* _Textauszug_

-*-

Nach dem Krieg war der größte Teil der Sportstätten zerstört und Österreich war in Besatzungszonen aufgeteilt, in denen unterschiedliche Bedingungen für die Wiederaufnahme der sportlichen Betätigung herrschten. Der Schießsport, Judo und der Flugsport fielen unter die „Wiederaufrüstungsgefahr” und waren gänzlich untersagt. Aber auch die anderen Disziplinen fanden nicht gerade optimale Voraussetzungen vor. Während in den Zonen der westlichen Alliierten die verbotenen Sportarten ab 24. Juni 1945 wieder ungehindert ausgeübt werden durften, war dies in der russischen Militärzone erst ab 1947 der Fall. 1945 wurde durch den Präsidenten des Schwerathletikverbandes Karl Mairinger und Josef Kühr (Sen.) der Österreichische Amatuer-Kraftsport-Verband (ÖAKV) gegründet. Diese Organisation bildete fortan und bis zur Gründung des „Österreichischen Amateur Judo Verbandes (ÖAJV)” die Heimatstätte auch für die Judoka. Idealisten wie Josef Kühr, Franz Nimführ, Edmund Gabriel, Erich Nicham, Anton Hegenbart und viele andere mehr waren die Männer der ersten Stunde, die Vereinsgründungen durchführten oder sich bereits gegründeten Vereinen anschlossen und so den Grundstein zum Siegeszug des Judo-Sportes legten.
Welche Verhältnisse damals herrschten möchte ich anhand folgender Schilderung veranschaulichen, die mir Herr Edmund GABRIEL machte:
Judogi (die Kampfkleidung) mußten damals in Eigenproduktion hergestellt werden. Als Ausgangsmaterial dienten Mehl- und Zuckersäcke der Besatzungsmächte, vorwiegen der amerikanischen. Die Beschaffung dieser rauhen Juttesäcke war nicht sehr einfach und war mit unter lebensgefährlich. Diese mußten dann noch gewaschen und gebleicht werden, damit man die Aufschrift „U.S. Army” nicht mehr lesen konnte. Matten, vor allem in ausreichender Anzahl, gab es ebenfalls nicht. Man half sich mit Matratzen oder borgte sich die Matten von adäquaten Sportarten, wie etwa Ringen aus. Auch die Trainingsbedingungen waren alles andere als ideal. Meistens wurde ohne elektrischem Licht nur im Schein einer einzigen Karbitlampe und ohne Heizung in kalten, nassen Kellergewölben trainiert. Man trug daher zusätzlich, unter dem selbstgeschneiderten Judogi einen Trainingsanzug und warme Schisocken. Duschen gab es ebenfalls nicht. Bei Wettkämpfen, falls solche zustande kamen, waren die Athleten nicht nur Kämpfer, sie fungierten häufig zusätzlich als Wettkampfleiter, Betreuer, Kampfrichter und waren auch im Schiedsgericht tätig.

-*-

(Gespeicherte Einträge)

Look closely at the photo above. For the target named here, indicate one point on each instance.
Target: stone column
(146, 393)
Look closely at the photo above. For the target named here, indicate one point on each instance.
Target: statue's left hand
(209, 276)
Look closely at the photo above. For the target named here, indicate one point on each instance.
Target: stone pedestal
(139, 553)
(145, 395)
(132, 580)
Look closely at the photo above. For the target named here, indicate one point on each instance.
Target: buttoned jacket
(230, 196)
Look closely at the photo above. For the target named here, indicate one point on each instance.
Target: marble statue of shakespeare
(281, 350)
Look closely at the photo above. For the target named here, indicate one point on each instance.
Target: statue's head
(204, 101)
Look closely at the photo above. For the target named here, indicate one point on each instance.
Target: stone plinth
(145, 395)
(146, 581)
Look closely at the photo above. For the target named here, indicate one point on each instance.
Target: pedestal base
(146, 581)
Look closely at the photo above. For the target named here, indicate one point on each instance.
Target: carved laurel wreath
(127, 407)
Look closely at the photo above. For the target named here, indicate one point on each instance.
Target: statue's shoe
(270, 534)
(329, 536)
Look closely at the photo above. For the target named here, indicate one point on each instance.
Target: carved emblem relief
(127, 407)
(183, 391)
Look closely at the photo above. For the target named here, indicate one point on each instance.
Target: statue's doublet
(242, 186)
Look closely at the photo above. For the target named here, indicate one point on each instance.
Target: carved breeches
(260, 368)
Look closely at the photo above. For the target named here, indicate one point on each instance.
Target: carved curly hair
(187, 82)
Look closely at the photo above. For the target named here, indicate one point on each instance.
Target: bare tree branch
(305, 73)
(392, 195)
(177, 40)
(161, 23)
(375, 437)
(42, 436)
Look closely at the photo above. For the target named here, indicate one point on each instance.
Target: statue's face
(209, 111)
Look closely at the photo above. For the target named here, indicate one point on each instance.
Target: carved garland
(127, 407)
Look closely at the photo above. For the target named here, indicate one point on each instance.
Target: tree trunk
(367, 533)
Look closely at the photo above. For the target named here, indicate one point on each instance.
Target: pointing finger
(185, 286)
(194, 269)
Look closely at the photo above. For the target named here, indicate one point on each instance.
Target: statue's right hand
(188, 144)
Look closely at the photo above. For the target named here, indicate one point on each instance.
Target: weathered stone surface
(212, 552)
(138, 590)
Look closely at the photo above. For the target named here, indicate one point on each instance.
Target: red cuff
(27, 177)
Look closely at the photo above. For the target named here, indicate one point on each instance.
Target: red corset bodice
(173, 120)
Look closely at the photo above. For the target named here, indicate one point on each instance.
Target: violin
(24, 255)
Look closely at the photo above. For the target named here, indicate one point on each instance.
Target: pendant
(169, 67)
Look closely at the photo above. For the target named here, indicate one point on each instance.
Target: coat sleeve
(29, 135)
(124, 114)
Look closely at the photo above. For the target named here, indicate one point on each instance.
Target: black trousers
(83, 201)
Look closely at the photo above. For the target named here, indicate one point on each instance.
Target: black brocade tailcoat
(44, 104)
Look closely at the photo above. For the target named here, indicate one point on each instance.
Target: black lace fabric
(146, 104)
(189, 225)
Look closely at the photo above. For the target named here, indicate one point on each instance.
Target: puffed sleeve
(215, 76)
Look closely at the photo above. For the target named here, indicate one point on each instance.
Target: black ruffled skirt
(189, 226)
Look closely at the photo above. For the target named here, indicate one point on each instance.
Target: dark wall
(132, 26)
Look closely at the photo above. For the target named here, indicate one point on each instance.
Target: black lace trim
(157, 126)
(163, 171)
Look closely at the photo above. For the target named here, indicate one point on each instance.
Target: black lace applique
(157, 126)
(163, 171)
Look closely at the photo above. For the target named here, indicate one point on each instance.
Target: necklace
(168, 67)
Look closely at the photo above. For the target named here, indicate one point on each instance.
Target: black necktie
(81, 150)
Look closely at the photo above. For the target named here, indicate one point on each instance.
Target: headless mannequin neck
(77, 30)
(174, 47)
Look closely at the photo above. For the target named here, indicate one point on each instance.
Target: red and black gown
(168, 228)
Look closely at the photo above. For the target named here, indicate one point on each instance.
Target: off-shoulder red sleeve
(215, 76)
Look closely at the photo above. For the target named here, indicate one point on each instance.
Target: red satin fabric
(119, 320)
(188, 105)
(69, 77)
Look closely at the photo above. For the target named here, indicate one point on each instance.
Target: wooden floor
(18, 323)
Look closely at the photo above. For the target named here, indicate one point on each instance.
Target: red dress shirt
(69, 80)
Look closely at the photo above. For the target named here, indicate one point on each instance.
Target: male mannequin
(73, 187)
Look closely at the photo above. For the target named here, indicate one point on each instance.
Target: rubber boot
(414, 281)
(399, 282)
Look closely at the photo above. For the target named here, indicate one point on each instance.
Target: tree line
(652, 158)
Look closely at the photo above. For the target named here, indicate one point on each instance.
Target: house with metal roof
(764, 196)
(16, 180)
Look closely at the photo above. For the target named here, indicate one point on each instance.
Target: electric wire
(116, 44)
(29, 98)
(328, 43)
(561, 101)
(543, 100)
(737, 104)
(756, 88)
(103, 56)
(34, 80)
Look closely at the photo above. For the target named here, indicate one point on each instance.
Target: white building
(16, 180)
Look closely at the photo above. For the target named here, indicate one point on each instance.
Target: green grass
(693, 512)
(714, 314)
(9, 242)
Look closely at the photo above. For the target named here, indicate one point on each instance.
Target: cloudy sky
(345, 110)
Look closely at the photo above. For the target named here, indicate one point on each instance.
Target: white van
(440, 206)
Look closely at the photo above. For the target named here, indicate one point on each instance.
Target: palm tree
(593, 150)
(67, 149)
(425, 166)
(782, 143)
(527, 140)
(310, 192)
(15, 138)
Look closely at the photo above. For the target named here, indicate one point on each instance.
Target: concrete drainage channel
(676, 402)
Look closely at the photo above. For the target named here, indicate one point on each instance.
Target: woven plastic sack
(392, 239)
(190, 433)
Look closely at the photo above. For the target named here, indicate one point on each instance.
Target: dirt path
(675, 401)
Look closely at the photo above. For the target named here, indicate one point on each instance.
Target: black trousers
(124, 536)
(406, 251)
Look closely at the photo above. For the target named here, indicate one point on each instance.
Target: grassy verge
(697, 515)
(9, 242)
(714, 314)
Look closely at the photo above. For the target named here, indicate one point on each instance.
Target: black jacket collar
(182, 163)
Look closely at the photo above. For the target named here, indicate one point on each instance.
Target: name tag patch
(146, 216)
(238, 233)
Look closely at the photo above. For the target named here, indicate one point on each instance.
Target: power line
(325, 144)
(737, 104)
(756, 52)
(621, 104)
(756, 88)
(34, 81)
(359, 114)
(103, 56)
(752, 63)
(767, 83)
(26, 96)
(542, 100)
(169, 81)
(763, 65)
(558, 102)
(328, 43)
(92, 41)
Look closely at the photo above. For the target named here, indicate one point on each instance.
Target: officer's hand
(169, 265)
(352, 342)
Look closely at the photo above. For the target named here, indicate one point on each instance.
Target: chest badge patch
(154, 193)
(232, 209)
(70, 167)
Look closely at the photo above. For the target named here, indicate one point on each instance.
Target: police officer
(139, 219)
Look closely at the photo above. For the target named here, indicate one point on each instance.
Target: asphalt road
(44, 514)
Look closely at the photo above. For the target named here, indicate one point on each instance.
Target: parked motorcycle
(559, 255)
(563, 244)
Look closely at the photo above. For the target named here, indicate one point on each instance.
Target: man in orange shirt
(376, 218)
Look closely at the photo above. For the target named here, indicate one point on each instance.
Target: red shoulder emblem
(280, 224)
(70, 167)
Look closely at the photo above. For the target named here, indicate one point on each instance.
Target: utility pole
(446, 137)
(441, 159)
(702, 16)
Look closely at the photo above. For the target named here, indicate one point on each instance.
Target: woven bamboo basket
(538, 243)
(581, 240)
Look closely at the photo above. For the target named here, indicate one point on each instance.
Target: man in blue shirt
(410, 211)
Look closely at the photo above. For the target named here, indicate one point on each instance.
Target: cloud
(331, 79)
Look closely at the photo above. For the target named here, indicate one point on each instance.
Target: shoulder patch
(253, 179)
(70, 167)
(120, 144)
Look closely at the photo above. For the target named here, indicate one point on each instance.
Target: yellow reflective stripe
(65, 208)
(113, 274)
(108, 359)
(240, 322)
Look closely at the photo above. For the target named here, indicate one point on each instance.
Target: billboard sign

-*-

* _Arbeitsaufträge_
[1] Beantworte die folgenden Fragen mithilfe des Textauszugs:
(a) Welche Sportarten waren wegen der „Wiederaufrüstungsgefahr” gänzlich untersagt?
(b) Ab wann durften diese Sportarten in der russischen Militärzone wieder ausgeübt werden?
(c) Aus welchem Material wurden die Judogi damals hergestellt?
[2] Prüfe, ob die folgenden Aussagen mit dem Textauszug übereinstimmen, und belege jede Entscheidung mit einem wörtlichen Zitat.
(a) In den Zonen der westlichen Alliierten durften die verbotenen Sportarten ab dem 24. Juni 1945 wieder ausgeübt werden.
(b) Die Trainingsräume waren beheizt.
(c) An den Trainingsorten gab es Duschen.
[3] Nenne alle Personen, die der Textauszug namentlich zu den „Männer[n] der ersten Stunde” zählt.

* _Lösungen_
[1]
(a) Der Schießsport, Judo und der Flugsport.
(b) Ab 1947.
(c) Aus Mehl- und Zuckersäcken der Besatzungsmächte.

[2]
(a) Ja: „Während in den Zonen der westlichen Alliierten die verbotenen Sportarten ab 24. Juni 1945 wieder ungehindert ausgeübt werden durften”
(b) Nein: „ohne Heizung in kalten, nassen Kellergewölben trainiert”
(c) Nein: „Duschen gab es ebenfalls nicht.”

[3] Josef Kühr, Franz Nimführ, Edmund Gabriel, Erich Nicham, Anton Hegenbart